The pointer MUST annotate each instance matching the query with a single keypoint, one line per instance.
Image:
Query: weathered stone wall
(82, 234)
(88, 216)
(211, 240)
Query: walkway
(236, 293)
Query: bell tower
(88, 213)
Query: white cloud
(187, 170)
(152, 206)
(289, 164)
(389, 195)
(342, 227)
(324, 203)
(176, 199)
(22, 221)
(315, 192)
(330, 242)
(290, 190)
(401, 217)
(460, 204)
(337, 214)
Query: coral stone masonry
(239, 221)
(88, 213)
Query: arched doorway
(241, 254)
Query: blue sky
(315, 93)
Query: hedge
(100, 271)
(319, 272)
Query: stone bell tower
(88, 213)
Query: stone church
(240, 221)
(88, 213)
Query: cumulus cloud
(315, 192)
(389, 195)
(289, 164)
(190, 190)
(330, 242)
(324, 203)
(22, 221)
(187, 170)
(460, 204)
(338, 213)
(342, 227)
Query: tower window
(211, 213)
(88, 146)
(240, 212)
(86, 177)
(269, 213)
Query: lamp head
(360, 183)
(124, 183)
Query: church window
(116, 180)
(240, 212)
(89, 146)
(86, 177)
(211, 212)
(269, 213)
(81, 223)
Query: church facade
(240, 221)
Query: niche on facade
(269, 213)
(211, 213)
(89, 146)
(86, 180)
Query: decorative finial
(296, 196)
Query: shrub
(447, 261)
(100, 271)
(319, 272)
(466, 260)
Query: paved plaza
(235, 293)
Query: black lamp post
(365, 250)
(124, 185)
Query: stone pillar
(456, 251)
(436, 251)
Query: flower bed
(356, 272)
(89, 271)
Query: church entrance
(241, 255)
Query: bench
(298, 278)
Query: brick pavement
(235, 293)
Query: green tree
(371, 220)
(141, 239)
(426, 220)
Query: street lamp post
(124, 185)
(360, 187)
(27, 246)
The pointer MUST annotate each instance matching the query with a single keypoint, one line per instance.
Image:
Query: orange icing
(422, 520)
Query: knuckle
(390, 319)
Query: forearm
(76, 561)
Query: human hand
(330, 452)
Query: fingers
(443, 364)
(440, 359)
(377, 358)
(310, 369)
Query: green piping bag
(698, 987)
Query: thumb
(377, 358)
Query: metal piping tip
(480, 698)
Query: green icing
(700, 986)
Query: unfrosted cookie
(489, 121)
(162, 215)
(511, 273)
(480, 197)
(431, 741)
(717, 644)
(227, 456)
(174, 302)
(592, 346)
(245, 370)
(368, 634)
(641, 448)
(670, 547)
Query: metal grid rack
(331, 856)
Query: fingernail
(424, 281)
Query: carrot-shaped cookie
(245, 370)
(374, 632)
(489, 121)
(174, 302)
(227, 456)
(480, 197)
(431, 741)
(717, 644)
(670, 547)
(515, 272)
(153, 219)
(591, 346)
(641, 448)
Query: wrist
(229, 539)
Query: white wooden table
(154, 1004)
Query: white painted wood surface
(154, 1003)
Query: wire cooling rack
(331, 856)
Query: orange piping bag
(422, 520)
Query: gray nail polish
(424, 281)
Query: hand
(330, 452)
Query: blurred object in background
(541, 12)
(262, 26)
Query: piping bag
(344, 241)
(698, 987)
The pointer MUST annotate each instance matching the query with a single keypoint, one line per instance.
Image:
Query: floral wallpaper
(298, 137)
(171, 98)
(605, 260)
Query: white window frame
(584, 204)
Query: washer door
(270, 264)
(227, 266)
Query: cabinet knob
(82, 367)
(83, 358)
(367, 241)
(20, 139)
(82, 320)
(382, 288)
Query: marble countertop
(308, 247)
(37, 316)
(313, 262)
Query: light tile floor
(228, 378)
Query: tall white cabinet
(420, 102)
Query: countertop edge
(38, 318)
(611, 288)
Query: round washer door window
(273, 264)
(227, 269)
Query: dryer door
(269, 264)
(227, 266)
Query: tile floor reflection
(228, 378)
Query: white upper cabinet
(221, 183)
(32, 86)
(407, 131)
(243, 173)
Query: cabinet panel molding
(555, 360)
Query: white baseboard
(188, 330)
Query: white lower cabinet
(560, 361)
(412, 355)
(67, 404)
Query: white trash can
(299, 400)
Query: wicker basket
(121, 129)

-=-=-

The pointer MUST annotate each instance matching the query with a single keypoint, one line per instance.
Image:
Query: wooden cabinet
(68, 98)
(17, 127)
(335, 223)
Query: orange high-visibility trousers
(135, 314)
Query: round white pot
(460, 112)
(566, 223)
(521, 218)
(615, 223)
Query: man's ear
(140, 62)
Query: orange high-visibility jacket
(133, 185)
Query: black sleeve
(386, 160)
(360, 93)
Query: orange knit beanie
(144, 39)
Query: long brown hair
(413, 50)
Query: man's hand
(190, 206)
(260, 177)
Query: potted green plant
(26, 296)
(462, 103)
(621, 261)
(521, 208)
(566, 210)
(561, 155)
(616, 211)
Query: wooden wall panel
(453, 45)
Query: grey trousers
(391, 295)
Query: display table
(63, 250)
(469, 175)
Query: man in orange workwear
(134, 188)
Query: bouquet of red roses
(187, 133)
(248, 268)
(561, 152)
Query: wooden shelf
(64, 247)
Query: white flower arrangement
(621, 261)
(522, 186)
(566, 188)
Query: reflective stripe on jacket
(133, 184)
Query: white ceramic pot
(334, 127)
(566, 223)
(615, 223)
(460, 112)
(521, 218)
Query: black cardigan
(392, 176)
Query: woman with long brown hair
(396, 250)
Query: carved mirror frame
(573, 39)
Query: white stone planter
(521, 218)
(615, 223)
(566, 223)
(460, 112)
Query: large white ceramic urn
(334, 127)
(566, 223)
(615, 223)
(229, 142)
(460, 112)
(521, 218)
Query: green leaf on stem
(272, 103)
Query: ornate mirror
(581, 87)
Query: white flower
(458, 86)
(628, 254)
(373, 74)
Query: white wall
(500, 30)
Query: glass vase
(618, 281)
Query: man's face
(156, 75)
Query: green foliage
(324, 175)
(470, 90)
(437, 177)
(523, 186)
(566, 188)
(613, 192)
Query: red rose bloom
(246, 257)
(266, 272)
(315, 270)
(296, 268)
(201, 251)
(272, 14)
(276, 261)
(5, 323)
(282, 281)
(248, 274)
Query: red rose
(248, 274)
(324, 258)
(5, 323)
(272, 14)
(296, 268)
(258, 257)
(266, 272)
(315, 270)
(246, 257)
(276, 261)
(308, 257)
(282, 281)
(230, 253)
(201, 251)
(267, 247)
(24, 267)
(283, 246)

-=-=-

** What to do **
Locate every line of the entries that contains the word "hair", and copy each such line in full.

** Task answer **
Query: long brown hair
Query: woman with long brown hair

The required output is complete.